* _Required task_
Leave out the images and repeat the listing below without a single change.

* _Records from a point labeling set_
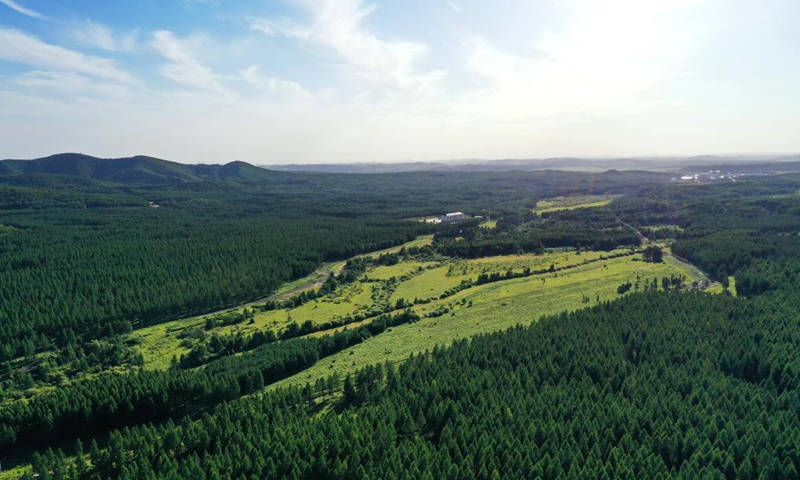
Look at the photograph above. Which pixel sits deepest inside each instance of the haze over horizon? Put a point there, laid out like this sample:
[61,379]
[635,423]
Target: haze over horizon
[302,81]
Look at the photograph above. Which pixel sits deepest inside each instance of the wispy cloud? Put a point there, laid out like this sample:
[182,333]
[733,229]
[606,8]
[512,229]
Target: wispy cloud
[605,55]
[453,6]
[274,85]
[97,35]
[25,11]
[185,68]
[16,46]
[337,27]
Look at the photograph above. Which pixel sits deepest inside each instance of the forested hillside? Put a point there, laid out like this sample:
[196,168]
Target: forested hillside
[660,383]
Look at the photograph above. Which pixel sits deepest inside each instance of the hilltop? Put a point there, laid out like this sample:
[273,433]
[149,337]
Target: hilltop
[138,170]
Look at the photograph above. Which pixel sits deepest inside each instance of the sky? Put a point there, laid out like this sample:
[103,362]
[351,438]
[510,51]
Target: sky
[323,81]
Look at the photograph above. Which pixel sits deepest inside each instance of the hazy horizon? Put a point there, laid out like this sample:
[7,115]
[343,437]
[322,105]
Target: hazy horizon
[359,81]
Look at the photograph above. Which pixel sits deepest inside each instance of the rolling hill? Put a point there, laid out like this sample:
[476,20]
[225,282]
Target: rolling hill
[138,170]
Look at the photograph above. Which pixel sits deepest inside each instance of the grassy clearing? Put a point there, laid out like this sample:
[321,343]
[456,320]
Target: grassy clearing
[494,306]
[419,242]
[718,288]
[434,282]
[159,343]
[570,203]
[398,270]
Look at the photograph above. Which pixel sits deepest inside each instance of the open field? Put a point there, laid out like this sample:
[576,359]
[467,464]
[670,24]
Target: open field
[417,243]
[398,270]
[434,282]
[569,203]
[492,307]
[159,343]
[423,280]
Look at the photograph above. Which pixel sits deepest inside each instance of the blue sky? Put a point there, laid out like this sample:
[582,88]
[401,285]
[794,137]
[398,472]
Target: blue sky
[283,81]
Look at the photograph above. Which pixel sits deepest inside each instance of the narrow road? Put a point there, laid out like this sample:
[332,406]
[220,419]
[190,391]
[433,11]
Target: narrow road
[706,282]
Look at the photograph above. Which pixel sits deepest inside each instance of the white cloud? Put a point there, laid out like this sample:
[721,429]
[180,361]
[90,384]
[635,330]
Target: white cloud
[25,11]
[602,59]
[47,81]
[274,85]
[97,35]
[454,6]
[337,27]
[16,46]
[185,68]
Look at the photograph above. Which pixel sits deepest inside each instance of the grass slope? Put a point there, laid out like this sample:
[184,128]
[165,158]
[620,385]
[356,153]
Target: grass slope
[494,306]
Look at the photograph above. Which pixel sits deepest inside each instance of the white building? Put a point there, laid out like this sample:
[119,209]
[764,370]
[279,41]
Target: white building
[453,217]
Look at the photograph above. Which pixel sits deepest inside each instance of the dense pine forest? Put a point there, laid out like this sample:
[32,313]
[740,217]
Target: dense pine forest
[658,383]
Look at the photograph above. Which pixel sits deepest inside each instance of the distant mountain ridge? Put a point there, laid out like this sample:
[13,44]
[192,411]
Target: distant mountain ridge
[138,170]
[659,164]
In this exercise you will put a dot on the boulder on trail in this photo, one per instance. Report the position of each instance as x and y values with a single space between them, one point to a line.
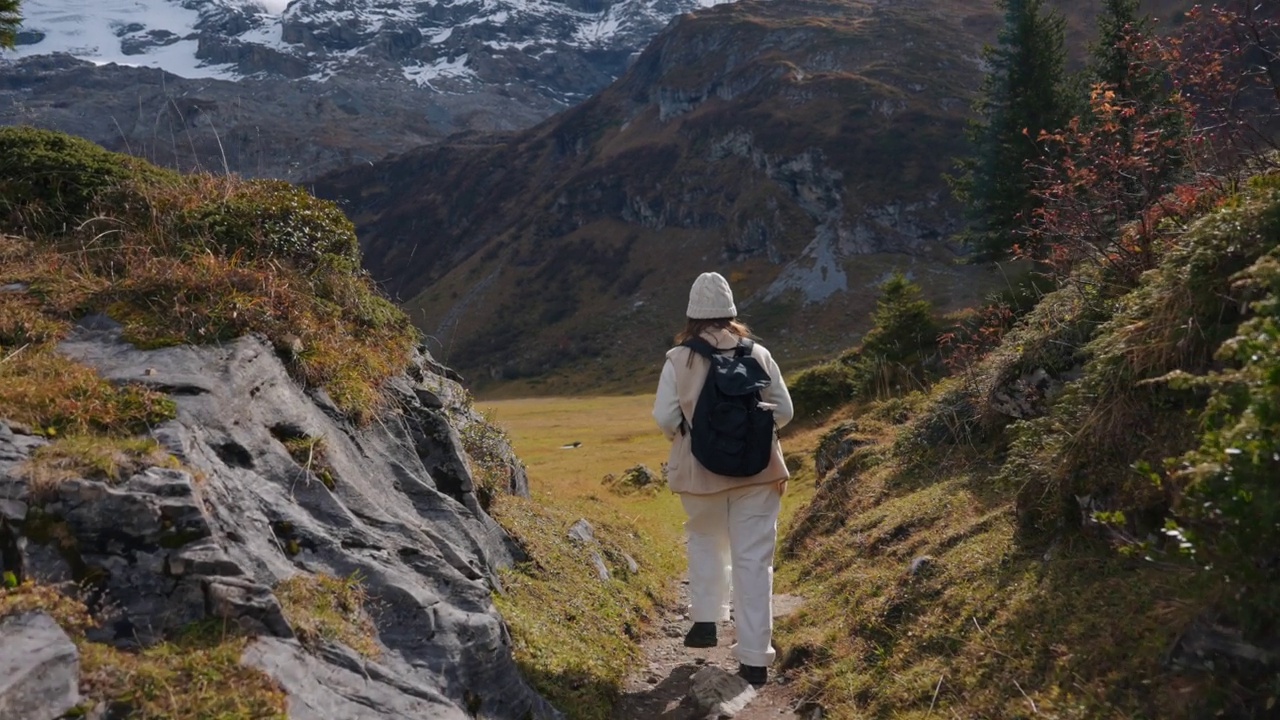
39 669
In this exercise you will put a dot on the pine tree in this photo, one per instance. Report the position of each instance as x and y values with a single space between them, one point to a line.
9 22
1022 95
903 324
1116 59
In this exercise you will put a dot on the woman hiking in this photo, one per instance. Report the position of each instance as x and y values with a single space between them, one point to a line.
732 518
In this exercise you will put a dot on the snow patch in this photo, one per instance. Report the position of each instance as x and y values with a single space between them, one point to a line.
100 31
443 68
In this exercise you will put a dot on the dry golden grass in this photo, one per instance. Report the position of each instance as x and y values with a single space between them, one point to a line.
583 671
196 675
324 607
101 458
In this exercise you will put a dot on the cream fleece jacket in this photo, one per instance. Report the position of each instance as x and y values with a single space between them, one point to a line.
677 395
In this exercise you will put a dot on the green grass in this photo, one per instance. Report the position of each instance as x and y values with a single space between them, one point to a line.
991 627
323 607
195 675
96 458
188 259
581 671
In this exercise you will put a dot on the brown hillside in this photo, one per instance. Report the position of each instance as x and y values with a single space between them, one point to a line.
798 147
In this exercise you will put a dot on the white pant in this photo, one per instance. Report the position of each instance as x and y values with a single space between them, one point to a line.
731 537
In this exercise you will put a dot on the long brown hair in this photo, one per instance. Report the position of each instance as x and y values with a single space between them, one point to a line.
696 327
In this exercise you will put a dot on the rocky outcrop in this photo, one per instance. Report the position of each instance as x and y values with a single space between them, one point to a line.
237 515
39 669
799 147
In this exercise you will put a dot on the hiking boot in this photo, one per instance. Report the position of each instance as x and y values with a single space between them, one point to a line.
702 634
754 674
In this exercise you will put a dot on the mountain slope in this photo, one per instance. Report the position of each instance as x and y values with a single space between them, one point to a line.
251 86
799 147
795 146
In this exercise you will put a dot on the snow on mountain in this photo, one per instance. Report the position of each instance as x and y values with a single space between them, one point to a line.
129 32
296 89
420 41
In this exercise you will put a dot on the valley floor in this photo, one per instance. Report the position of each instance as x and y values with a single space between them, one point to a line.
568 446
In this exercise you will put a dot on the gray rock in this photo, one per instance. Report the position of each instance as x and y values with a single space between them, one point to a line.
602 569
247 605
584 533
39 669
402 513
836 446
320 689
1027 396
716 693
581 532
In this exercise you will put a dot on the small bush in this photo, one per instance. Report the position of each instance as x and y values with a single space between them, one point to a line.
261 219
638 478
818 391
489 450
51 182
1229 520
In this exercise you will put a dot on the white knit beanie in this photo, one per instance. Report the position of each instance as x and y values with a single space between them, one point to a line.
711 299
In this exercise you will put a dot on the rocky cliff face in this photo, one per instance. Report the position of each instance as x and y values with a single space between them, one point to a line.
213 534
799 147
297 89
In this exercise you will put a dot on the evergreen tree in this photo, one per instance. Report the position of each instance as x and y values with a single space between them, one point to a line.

* _Solved problem_
Look at the photograph above. Which pixel sits deepest inside each instance of the haze over horizon? Put a point there, laid out like this sample:
[61,379]
[635,423]
Target: haze over horizon
[302,81]
Look at the photograph above. Which pixel sits deepest inside each instance of the wispy cloud? Put a point there, laid out like this sample:
[182,333]
[733,229]
[606,8]
[512,229]
Target: wispy cloud
[605,55]
[453,6]
[274,85]
[97,35]
[25,11]
[185,68]
[16,46]
[337,27]
Look at the photograph above. Which pixel sits deepest inside each instance of the forested hillside? Put a point there, laid out like this sample:
[196,168]
Target: forested hillside
[660,383]
Look at the photograph above. Which pixel sits deepest inside each instance of the hilltop? Put a point there, laid out like this sample:
[273,433]
[149,337]
Target: hilltop
[138,170]
Look at the photograph above. Which pixel sits deepest inside each instance of the sky? Put a point there, laid out like this sample:
[103,362]
[351,438]
[510,51]
Target: sky
[323,81]
Look at the photograph above. Which pixel sits deepest inside each instance of the hazy horizon? Put a point there, laid out like this sample:
[7,115]
[343,437]
[322,105]
Target: hazy horizon
[359,81]
Look at the photograph above. Which pixel sits deepest inside each instance of the rolling hill? Put a point there, laid out like this sample:
[476,20]
[225,282]
Target: rolling hill
[138,170]
Look at the photograph above. Which pixel sits deepest inside each instance of the grassy clearing? Put a point there, laid out like this sample:
[321,343]
[456,320]
Target: grassy clearing
[494,306]
[419,242]
[718,288]
[434,282]
[159,343]
[570,203]
[398,270]
Look at the photograph above. Which pixel sits deepest inside each instance of the open field? Put a point there, laid out like this sample:
[576,359]
[467,464]
[670,24]
Target: open field
[417,243]
[398,270]
[434,282]
[569,203]
[492,307]
[159,343]
[423,280]
Look at the photograph above. Which pixel sits deepest inside each instance of the blue sky? Put a point there, laid out like this sample:
[582,88]
[401,285]
[794,137]
[398,472]
Target: blue sky
[283,81]
Look at the photograph above. Which pixel sits deepest inside each instance of the narrow road? Put a point there, laid out like this sample:
[332,406]
[220,419]
[190,391]
[433,11]
Target: narrow road
[706,282]
Look at the photograph above. Which pixel sits deepest inside each instance of the white cloud? Put a point there, laid out like this sample:
[721,429]
[180,361]
[90,384]
[635,330]
Target: white cloud
[25,11]
[602,59]
[47,81]
[274,85]
[97,35]
[454,6]
[337,27]
[16,46]
[185,68]
Look at the photograph above. Which pixel sits deepest inside each instance of the grass slope? Put a point there, laid out like this sample:
[184,128]
[165,158]
[620,385]
[356,153]
Target: grass slope
[494,306]
Look at the photograph above. Which pixel sits deepest inside each instance of the white building? Put a point there, laid out like this sample:
[119,209]
[764,370]
[279,41]
Target: white building
[453,217]
Look at the photograph above. Which pixel sits deepest inside each instance of the dense pine forest? Put a point there, laid out like this sample:
[32,313]
[740,217]
Target: dense pine forest
[658,383]
Look at the photograph above. Which pixel sits deepest inside each instance of the distant mountain ridge? Put a point there, laid out like this sample:
[13,44]
[192,411]
Target: distant mountain ridge
[138,170]
[659,164]
In this exercise you will put a dot on the boulder on trail in this photo, one per instance. Report the position of each instance as x and y values with a single space between them, one point to a line.
39 669
In this exercise you will put a dot on the pine tree in this photo, one per instance. Report the position of each instance as x and y values with a single space between them, one point to a line.
9 22
1022 95
903 324
1116 59
In this exercise you will put a dot on the woman hiking in this photo, one per instance. Report the position of each instance as x and y values with a single space between them, one point to a line.
732 518
In this exercise you will put a dot on the snow patch in this photo, one per instance. Report the position of each instance as x and y values with a single space between them, one point to a line.
100 31
443 68
In this exercise you will put a dot on the dry golden grass in this photo, one per instance. Report the position of each instance as x and y values with a single space between them, one point to a line.
583 671
196 675
324 607
101 458
In this exercise you will put a dot on the cream fleece jacket in this photo, one per instance. Report the position of each instance as x and y values with a single space between them, one point to a line.
677 395
In this exercise you will put a dot on the green grass in this photo, one per instance. Report the position of each instance as x and y values with a single space between them, one point to a line.
991 627
323 607
195 675
96 458
188 259
581 671
In this exercise you will put a dot on the brown hillside in this photo, one per instance. Report the position of each instance as x and y values with a single space between them, one point to a line.
798 147
In this exercise you will put a dot on the white pant in this photo, one per instance. Report the position of each instance as x and y values with a single space between them, one point to a line.
731 537
In this exercise you will put a dot on the long brown hair in this photo, one per instance. Report the position of each instance as x and y values with a single space between them, one point to a line.
696 327
In this exercise you will put a dot on the rocky outcrop in this photo, one per instance. Report the position of each instance as x and y values with a single space between them, one point to a line.
237 515
39 669
799 147
In this exercise you will put a dot on the hiking boot in this photo, one per instance. Report the position of each instance as x and y values with a single space between them, one point to a line.
702 634
754 674
In this exercise you will put a dot on the mountain slope in this photo, one per instance. Report the position of each instance as x and y values with a single space between them, one point to a line.
251 86
799 147
795 146
In this exercise you will put a dot on the snow on mountain in this photo, one per instance. Report the position of each instance as x and y values with a single space between them, one point to a line.
129 32
296 89
420 41
In this exercise you will put a dot on the valley floor in this photo, one per instance. Report the position of each instance as x and y values with a single space between them, one point to a line.
568 446
In this exercise you will put a dot on the gray rock in this photo, one per instance. Report the position of each instance as x and y values with a single space between them, one point to a line.
602 569
247 605
584 533
39 669
402 513
836 446
320 689
1027 396
716 693
581 532
In this exercise you will put a dot on the small bush in this photo, one per instance. Report the position of each instance as x and y values with a single space between them, one point to a line.
261 219
638 478
818 391
489 450
51 182
1229 520
In this exercise you will put a dot on the white knit beanie in this photo, one per instance. Report the position of each instance as x and y values with a single space between them, one point to a line.
711 299
In this exercise you will put a dot on the rocky cliff face in this photo, one per instance. Report the position of each instance as x and y values with a single space between them, one point to a line.
213 534
799 147
297 89
In this exercise you will put a dot on the evergreen tree in this photo, one per instance. Report the position of each instance as x and y values with a single space between them, one point to a line.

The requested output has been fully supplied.